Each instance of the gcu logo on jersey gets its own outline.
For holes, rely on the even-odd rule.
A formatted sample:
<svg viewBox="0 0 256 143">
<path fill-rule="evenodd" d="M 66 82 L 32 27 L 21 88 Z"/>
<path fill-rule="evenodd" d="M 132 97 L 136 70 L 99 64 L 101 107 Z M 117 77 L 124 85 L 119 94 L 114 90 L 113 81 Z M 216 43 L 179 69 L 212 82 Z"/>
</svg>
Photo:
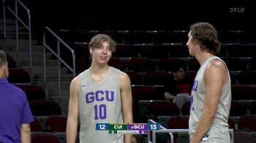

_Problem description_
Swap "jersey" for "shirt" throughout the data above and write it out again with nothing else altered. Leave the pictures out.

_Result_
Each instance of the gcu logo on shirt gets its own outline.
For holes, rely on the even-odd rule.
A formatted sample:
<svg viewBox="0 0 256 143">
<path fill-rule="evenodd" d="M 66 82 L 32 27 L 21 88 Z"/>
<path fill-rule="evenodd" d="M 132 97 L 136 70 L 99 64 L 101 107 Z M 117 77 L 124 85 L 119 94 L 114 90 L 113 81 Z M 216 43 L 179 69 L 212 82 Z"/>
</svg>
Photo:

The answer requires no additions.